Could you transcribe every entry below exactly, leaving out the pictures?

Stored data entries:
◆ ◆ ◆ ◆ ◆
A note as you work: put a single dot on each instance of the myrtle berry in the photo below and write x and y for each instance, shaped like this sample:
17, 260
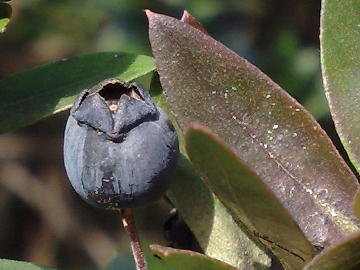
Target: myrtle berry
120, 149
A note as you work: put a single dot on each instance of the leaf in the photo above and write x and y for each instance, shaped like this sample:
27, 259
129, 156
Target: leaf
357, 205
5, 14
188, 260
31, 95
339, 41
343, 255
247, 197
216, 231
16, 265
276, 137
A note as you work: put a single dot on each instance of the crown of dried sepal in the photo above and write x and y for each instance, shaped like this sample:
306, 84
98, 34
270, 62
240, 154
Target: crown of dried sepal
119, 148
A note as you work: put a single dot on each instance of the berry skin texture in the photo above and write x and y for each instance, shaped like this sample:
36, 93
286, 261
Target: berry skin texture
120, 149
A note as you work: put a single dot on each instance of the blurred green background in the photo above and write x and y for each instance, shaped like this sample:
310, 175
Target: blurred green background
41, 218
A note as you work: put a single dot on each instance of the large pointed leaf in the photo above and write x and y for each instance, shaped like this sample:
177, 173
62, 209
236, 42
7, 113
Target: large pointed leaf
219, 235
31, 95
344, 255
340, 50
206, 82
247, 197
189, 260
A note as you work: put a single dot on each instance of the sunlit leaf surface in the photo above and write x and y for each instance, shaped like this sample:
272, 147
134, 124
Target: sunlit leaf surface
340, 51
247, 197
31, 95
205, 82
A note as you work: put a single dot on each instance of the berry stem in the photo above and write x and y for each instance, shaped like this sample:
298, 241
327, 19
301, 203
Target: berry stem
128, 221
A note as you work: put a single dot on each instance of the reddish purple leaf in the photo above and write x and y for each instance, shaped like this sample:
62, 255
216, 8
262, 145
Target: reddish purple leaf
274, 135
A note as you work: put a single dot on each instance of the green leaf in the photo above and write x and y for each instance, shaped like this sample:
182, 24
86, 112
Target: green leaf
340, 50
31, 95
189, 260
247, 197
216, 231
16, 265
357, 205
275, 136
344, 255
5, 14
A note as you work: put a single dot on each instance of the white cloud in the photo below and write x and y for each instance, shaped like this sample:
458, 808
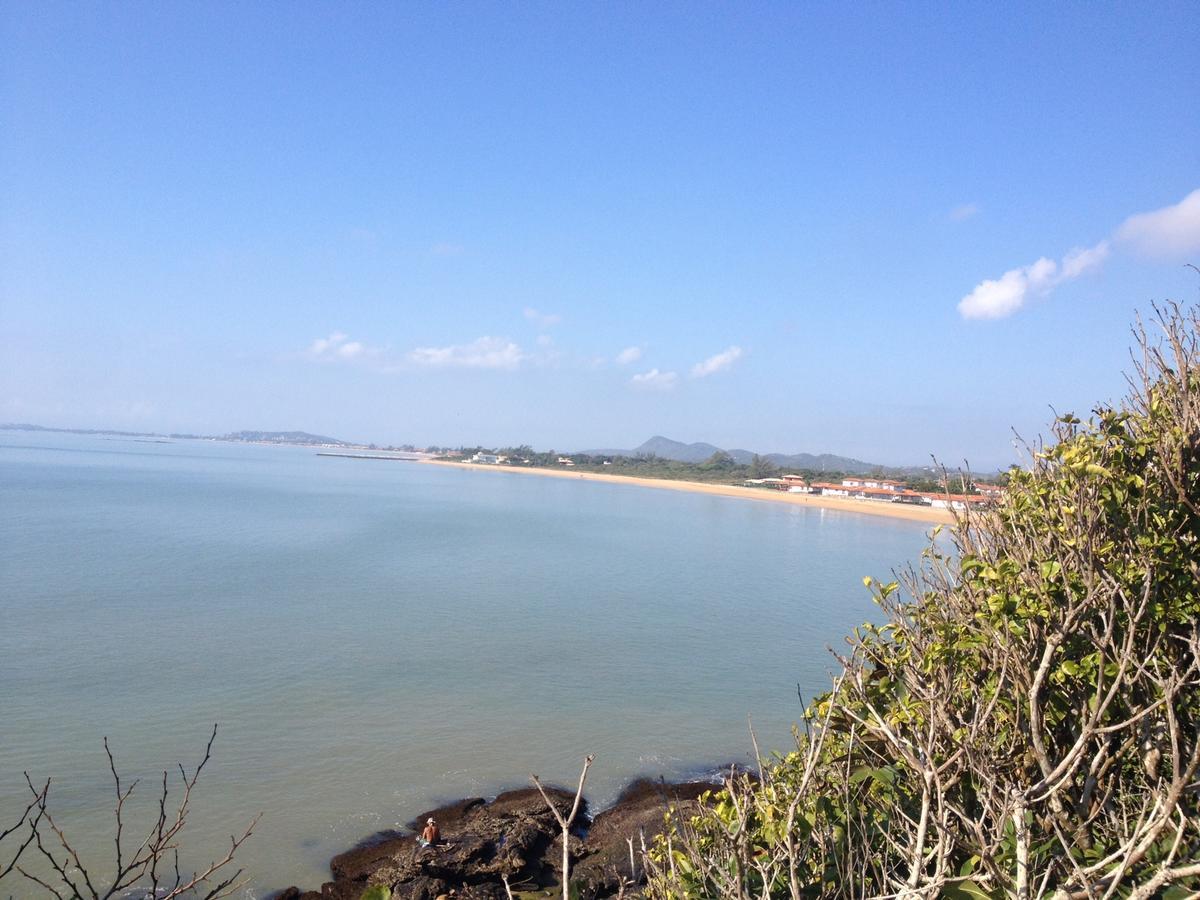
◆ ◆ ◆ ◆ ◆
▶ Output below:
A note as you work: put a single dot on each instance of the myrtle berry in the photo below and write x and y for each instance, shaped like this sample:
17, 260
Target: myrtle berry
120, 149
A note as you work: put a single dot on each instance of the leaf in the photo above and write x and y for each instance, shaped like this sample:
27, 259
129, 156
Target: leaf
357, 205
5, 14
188, 260
31, 95
339, 41
343, 255
247, 197
216, 231
16, 265
276, 137
A note as you work: put a single dot on each instance of the crown of dried sepal in the photo above and write x and y for each instance, shaped like this sample:
306, 84
98, 34
270, 62
240, 154
Target: crown of dried sepal
119, 148
A note as you work: put a single dot on each instance of the berry skin texture in the photo above and write x and y for each instance, shaped like this sample:
36, 93
286, 261
Target: berry skin texture
120, 149
A note as you work: put a single dot on each instance of the blurred green background in the photo above and write x and y for each instance, shaped like this sample:
310, 175
Target: blurred green background
41, 218
A note as you work: put a single dot on each instance of the large pointed leaf in the photo above and write x and y for each instance, shaped like this sample:
177, 173
62, 209
236, 42
7, 113
Target: large pointed leaf
219, 235
31, 95
344, 255
340, 50
206, 82
247, 197
189, 260
A note as you work: put a single dot on each instance of the sunlit leaf surface in the photo above and write x and y for each instance, shaped like this sample:
272, 147
134, 124
Target: sunlit leaf surface
340, 51
247, 197
31, 95
205, 82
A note as you work: put a single dot on each instance of the berry stem in the photo above and write x and y for each instance, shaped like this sample:
298, 241
327, 19
301, 203
Target: berry stem
128, 221
A note as you work: put a single dot on each instance of the reddish purple leaf in the photo above and write x and y for each instance, shaped like this sample:
62, 255
216, 8
262, 145
Target: reddish purple leaf
274, 135
A note as you work: put a single dot on each instance of the green leaf in the photo above and write x and y for each instance, shaped like this sample:
182, 24
86, 112
Target: green leaf
340, 50
31, 95
189, 260
247, 197
216, 231
16, 265
357, 205
275, 136
344, 255
5, 14
A note as you work: put a single dot on each instance of the white cloud in the photo below and write x and y for each instance, shaped like this sample:
458, 808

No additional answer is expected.